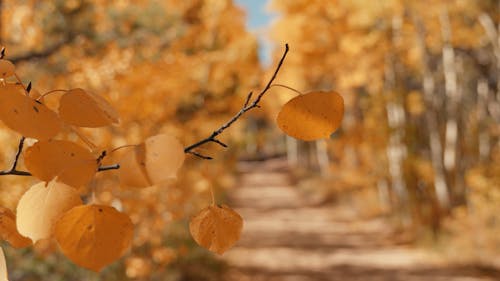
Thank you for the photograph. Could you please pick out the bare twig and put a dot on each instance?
(13, 170)
(246, 107)
(108, 167)
(200, 155)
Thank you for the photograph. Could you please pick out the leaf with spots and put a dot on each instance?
(155, 161)
(8, 230)
(216, 228)
(71, 163)
(41, 206)
(7, 68)
(312, 116)
(93, 236)
(80, 108)
(25, 115)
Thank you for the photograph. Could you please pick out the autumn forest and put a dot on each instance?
(150, 140)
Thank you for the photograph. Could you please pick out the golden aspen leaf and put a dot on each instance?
(164, 156)
(25, 115)
(216, 228)
(71, 163)
(41, 206)
(8, 230)
(7, 68)
(132, 170)
(312, 116)
(93, 236)
(155, 161)
(79, 108)
(3, 267)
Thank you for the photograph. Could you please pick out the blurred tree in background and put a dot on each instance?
(178, 67)
(422, 90)
(420, 138)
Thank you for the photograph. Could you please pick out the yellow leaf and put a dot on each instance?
(164, 156)
(132, 170)
(155, 161)
(70, 163)
(93, 236)
(79, 108)
(312, 116)
(216, 228)
(25, 115)
(41, 206)
(8, 230)
(7, 68)
(3, 267)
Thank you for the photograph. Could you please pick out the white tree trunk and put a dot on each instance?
(452, 94)
(440, 184)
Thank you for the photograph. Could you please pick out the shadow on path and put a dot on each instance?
(285, 239)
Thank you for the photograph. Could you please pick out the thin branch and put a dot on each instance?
(13, 170)
(219, 143)
(200, 155)
(246, 107)
(108, 167)
(286, 87)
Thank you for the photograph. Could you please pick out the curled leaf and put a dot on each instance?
(155, 161)
(8, 230)
(93, 236)
(41, 206)
(164, 156)
(25, 115)
(71, 163)
(216, 228)
(312, 116)
(7, 68)
(79, 108)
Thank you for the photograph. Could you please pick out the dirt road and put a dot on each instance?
(286, 239)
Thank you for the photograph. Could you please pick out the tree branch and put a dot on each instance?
(247, 106)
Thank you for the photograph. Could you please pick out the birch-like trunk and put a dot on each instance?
(431, 118)
(453, 96)
(396, 149)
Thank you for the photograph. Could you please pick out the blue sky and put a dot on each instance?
(258, 19)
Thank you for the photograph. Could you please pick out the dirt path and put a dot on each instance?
(285, 239)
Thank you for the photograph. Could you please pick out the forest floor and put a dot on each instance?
(285, 238)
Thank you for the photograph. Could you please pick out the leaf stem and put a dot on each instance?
(287, 87)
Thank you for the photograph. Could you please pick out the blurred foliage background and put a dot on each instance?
(420, 138)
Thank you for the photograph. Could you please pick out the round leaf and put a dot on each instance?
(41, 206)
(132, 170)
(7, 68)
(216, 228)
(72, 164)
(164, 156)
(79, 108)
(155, 161)
(8, 230)
(25, 115)
(312, 116)
(93, 236)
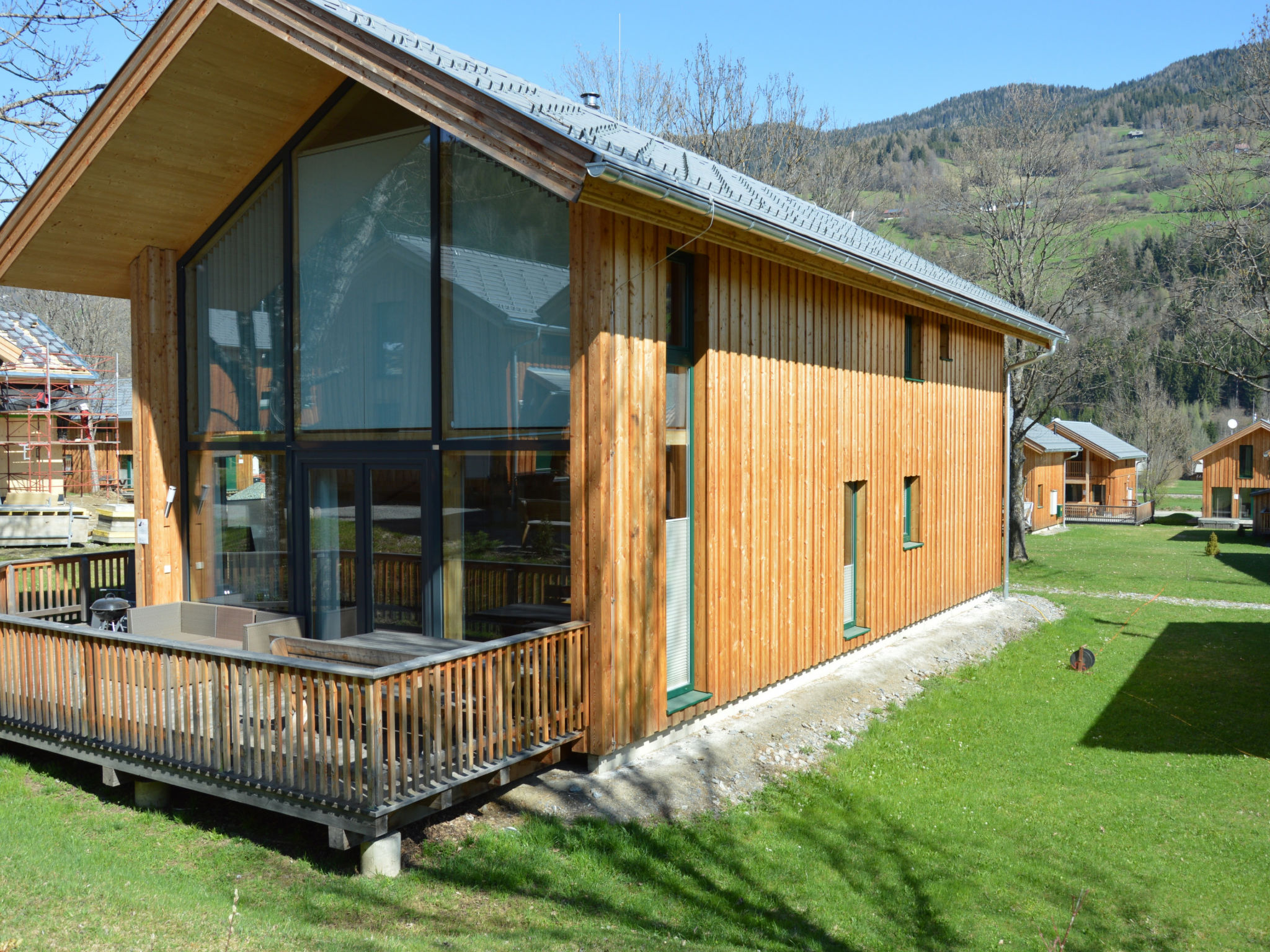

______________________________

WRITTEN PROBLEM ->
Reproduce the listing word for word, starting at the line that contains "out the birch-like" and ending at the end of the listing, with both ends included. Leave the pictures out of your answer.

COMPLETE ANSWER ->
Thank you for the photograph. Could you please pick out the birch-like trunk and put a dot on each instance?
(431, 118)
(453, 96)
(396, 149)
Thank you for the photograph. Could you please pick out the blue sky and put a dot on each instance?
(258, 19)
Thank you for the photograph. Could you please pick out the dirt path and put a dot on each instance?
(285, 239)
Thank you for the photograph. Could you please pick out the forest floor and put a dot on each instance?
(285, 238)
Thank you for the photograph. Could you please pick out the leaf stem and put a dot on each instance?
(287, 87)
Thank you for the photograph. Could you please pick out the blurred foliage background and put a dot on each instance?
(420, 138)
Thank you for the photograph. Could you please pick out the round leaf and put a dot on each instance?
(41, 206)
(132, 170)
(7, 68)
(216, 228)
(72, 164)
(164, 156)
(79, 108)
(155, 161)
(8, 230)
(25, 115)
(312, 116)
(93, 236)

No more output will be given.